• **Work to do**:
Copy the material from its first line down through the line containing "[[18, 204], [267, 175]]", changing "jersey" to "shirt" and leaving everything else the same.

• **Records for processing**:
::::
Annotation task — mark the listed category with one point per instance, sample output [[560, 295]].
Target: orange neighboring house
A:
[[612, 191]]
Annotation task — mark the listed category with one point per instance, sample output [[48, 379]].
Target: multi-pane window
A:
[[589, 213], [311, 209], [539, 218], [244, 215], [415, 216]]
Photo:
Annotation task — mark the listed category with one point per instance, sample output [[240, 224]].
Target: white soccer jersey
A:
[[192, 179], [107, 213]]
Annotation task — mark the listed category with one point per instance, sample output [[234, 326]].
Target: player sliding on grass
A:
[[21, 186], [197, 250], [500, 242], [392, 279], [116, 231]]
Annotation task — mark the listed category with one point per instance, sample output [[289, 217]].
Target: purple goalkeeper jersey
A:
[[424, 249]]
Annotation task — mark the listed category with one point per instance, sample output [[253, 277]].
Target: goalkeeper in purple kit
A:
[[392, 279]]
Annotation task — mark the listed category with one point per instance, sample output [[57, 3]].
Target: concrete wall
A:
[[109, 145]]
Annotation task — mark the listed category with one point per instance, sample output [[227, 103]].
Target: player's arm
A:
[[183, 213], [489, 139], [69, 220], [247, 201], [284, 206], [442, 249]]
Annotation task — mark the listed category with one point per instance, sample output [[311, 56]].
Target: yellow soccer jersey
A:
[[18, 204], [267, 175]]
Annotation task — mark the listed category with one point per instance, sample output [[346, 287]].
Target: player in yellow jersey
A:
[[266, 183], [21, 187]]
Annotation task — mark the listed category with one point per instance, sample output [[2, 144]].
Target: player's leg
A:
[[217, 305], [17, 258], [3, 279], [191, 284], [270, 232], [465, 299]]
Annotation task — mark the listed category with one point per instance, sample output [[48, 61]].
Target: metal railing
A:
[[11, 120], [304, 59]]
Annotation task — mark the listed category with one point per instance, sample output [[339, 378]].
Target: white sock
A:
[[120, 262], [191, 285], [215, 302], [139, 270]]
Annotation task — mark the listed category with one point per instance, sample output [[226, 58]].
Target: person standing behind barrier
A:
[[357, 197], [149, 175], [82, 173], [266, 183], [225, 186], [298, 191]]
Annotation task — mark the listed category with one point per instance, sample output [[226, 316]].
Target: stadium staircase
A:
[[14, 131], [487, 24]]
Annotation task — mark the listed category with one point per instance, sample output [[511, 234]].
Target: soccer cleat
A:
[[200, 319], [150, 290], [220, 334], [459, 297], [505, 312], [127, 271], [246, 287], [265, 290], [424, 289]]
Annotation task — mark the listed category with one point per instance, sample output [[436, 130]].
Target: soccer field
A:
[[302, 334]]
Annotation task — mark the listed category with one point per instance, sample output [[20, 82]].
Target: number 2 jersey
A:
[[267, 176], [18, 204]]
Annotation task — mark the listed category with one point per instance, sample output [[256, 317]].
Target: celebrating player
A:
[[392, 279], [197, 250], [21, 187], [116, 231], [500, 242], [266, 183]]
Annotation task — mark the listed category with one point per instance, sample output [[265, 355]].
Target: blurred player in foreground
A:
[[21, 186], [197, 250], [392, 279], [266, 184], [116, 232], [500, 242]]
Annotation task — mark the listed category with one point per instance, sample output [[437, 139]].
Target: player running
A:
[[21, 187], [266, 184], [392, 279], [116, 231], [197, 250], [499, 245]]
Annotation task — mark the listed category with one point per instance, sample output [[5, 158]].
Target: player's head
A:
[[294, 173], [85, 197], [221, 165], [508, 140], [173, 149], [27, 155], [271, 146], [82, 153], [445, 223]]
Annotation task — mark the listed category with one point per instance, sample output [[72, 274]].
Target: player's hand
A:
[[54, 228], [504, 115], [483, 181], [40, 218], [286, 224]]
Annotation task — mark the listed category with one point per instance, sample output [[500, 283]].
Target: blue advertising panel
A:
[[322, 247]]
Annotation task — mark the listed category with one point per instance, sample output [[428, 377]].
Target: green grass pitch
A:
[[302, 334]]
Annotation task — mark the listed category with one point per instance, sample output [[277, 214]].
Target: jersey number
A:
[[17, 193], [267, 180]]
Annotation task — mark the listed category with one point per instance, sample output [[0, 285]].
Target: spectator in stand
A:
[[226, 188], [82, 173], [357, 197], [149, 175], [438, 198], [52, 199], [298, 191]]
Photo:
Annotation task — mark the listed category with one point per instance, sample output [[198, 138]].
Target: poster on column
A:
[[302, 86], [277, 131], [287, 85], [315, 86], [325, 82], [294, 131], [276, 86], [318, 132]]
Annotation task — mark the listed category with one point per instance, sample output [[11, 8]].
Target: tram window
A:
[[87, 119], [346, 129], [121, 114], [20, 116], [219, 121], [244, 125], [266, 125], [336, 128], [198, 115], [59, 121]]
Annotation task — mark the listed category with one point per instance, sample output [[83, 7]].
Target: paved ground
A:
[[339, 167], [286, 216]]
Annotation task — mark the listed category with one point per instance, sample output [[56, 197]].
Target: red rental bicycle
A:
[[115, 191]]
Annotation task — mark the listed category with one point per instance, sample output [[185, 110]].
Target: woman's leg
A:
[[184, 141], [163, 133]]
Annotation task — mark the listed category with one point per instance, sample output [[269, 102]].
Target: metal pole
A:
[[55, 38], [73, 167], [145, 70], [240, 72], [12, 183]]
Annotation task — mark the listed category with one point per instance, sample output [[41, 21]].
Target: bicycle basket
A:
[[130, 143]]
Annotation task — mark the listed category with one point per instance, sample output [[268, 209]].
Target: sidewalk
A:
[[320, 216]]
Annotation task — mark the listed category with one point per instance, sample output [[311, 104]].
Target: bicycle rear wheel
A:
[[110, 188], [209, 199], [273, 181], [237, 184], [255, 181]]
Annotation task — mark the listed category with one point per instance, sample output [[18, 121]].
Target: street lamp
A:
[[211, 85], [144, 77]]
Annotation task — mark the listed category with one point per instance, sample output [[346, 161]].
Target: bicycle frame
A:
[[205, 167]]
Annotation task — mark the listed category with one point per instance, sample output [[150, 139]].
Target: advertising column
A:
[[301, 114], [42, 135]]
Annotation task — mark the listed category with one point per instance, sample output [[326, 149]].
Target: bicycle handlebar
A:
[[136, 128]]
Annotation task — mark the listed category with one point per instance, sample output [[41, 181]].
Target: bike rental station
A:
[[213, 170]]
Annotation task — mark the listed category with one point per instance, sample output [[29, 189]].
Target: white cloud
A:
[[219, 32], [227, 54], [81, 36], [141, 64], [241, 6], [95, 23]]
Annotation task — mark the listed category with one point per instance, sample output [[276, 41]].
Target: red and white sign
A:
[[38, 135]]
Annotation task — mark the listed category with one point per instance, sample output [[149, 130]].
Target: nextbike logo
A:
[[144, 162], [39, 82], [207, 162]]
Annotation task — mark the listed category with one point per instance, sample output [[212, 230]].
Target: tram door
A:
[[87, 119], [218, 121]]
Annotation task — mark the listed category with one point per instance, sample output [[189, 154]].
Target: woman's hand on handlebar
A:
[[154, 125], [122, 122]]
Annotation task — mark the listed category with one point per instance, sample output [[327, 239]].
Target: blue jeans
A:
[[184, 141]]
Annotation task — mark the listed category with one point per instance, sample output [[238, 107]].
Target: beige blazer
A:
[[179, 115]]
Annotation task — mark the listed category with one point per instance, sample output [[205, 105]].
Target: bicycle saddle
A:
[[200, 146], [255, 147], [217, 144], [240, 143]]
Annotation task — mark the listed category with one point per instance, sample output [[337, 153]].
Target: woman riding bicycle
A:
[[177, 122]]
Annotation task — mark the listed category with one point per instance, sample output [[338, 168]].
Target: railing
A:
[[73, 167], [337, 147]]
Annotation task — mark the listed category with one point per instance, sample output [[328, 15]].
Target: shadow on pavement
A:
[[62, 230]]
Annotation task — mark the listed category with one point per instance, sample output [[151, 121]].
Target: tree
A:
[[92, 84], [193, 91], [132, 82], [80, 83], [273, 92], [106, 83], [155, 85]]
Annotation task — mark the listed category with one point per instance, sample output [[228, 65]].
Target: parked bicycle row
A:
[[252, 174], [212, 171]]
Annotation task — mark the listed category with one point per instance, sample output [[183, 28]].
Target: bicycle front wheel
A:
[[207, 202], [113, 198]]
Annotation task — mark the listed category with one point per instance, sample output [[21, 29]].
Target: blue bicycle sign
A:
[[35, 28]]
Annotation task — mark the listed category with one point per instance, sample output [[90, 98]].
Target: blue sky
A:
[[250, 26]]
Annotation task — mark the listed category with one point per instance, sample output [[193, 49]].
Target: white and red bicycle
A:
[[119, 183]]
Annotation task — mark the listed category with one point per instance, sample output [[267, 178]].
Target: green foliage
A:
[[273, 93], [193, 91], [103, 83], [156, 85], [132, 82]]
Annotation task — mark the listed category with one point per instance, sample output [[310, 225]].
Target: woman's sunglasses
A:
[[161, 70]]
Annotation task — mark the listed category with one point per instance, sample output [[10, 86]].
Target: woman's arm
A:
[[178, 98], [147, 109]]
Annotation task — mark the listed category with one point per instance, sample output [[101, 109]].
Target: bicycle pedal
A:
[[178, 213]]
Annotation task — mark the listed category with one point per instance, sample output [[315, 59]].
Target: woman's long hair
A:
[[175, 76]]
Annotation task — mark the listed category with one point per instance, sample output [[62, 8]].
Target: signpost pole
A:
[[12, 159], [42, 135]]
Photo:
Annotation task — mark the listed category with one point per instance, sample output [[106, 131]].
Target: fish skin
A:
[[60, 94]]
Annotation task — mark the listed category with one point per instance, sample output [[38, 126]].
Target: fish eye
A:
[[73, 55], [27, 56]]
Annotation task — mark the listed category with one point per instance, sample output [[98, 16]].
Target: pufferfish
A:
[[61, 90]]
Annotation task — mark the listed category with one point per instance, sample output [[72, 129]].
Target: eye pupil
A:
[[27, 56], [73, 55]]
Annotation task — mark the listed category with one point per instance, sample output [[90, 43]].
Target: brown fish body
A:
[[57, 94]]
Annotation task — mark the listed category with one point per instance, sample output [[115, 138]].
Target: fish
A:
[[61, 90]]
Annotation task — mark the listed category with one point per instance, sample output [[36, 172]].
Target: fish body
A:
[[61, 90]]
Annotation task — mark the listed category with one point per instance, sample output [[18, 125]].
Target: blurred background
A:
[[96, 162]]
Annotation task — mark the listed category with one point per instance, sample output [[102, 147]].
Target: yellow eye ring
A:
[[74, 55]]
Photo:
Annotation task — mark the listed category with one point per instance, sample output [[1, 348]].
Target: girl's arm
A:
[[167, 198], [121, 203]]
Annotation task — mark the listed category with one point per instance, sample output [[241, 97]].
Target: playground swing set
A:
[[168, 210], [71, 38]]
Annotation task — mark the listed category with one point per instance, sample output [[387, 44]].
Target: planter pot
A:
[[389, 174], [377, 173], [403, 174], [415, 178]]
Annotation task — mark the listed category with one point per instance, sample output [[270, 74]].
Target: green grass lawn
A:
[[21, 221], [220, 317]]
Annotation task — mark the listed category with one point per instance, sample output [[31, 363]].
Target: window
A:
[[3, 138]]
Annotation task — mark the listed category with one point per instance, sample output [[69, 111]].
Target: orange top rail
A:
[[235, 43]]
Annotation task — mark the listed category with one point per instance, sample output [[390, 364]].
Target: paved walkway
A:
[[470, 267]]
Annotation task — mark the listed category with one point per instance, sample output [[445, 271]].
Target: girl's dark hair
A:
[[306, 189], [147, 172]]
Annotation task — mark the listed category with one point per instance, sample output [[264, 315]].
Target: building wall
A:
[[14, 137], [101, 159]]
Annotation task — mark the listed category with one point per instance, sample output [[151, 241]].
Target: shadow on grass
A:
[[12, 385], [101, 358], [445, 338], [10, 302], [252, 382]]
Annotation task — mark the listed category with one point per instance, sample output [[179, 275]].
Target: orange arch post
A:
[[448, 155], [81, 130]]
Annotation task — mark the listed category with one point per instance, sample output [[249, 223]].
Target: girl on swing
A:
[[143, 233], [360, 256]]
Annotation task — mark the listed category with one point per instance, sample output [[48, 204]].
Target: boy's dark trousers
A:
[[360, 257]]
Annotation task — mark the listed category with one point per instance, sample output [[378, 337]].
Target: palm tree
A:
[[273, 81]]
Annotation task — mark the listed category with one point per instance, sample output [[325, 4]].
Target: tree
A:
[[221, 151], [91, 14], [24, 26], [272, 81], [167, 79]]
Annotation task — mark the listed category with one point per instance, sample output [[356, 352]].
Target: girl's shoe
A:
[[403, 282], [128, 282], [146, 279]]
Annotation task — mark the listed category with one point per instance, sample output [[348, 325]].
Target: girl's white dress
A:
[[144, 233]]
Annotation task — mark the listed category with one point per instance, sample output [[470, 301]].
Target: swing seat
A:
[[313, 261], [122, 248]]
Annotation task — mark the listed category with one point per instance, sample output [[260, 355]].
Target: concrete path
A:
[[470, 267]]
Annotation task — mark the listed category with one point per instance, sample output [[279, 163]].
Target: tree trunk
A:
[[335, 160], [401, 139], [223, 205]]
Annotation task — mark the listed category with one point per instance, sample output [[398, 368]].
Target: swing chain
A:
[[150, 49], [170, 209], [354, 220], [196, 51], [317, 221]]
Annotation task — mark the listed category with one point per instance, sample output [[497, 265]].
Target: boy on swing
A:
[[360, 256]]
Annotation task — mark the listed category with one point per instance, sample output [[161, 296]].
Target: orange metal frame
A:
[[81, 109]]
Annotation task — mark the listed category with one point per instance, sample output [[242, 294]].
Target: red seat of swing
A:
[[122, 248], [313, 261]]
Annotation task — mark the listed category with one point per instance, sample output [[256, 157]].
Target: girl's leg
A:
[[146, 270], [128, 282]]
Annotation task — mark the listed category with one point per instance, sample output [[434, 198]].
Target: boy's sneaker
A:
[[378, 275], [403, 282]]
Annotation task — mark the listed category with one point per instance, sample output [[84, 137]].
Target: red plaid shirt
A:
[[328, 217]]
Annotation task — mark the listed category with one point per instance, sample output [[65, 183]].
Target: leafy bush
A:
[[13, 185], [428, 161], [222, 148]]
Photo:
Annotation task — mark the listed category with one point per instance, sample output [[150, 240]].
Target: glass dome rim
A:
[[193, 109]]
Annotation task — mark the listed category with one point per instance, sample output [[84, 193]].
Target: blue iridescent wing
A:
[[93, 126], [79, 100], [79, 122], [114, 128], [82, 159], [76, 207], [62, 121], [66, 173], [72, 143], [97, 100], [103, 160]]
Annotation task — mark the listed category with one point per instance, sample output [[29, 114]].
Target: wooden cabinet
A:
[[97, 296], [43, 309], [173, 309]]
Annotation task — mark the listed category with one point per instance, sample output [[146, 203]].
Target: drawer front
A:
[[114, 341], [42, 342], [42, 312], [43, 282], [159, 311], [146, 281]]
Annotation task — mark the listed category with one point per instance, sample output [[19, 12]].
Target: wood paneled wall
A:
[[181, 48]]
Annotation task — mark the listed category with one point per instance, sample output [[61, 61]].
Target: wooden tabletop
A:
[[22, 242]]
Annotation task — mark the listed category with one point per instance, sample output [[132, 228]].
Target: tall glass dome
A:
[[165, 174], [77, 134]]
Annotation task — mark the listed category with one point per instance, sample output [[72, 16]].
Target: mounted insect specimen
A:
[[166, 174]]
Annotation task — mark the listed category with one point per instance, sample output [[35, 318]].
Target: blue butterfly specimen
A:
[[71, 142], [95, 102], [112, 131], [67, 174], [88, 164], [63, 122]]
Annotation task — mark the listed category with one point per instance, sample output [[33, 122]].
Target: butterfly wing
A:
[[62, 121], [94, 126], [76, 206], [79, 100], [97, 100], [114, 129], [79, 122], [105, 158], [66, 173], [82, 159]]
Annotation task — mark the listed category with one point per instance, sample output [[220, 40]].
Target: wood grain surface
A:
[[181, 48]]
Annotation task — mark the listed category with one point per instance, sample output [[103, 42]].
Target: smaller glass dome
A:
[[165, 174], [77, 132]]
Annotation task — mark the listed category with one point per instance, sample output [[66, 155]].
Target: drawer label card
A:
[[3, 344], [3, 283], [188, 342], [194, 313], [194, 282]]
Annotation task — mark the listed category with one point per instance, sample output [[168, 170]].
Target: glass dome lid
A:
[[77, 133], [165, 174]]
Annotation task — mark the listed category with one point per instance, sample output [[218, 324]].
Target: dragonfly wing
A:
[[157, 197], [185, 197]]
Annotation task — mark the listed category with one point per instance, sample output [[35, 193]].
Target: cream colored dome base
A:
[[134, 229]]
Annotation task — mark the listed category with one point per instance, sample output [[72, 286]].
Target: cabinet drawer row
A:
::::
• **Reply to the task**:
Annotation task — mark the listed category with one point per instance, sample output [[560, 295]].
Target: orange neighboring house
A:
[[612, 191]]
Annotation task — mark the listed category with one point per instance, sample output [[48, 379]].
Target: multi-pane window
A:
[[589, 213], [311, 209], [539, 218], [244, 215], [415, 216]]
Photo:
Annotation task — mark the listed category with one point per instance, sample output [[240, 224]].
Target: white soccer shirt
A:
[[192, 179], [107, 213]]
Annotation task — mark the listed category with one point per instance, sample output [[234, 326]].
Target: player sliding on grass
A:
[[21, 186], [197, 250], [500, 242], [392, 279], [116, 231]]
Annotation task — mark the listed category with one point per instance, sample output [[289, 217]].
Target: purple goalkeeper shirt
A:
[[424, 249]]
Annotation task — mark the listed category with one point per instance, sample output [[253, 277]].
Target: goalkeeper in purple kit
A:
[[392, 279]]
Annotation task — mark the listed category with one point per instance, sample output [[57, 3]].
Target: concrete wall
A:
[[109, 145]]
Annotation task — mark the listed category with one point per instance, sample output [[227, 103]].
Target: player's arm
A:
[[183, 213], [489, 139], [69, 220], [247, 201], [284, 206], [442, 249]]
Annotation task — mark the listed category with one point per instance, sample output [[311, 56]].
Target: yellow soccer shirt
A:
[[18, 204], [267, 175]]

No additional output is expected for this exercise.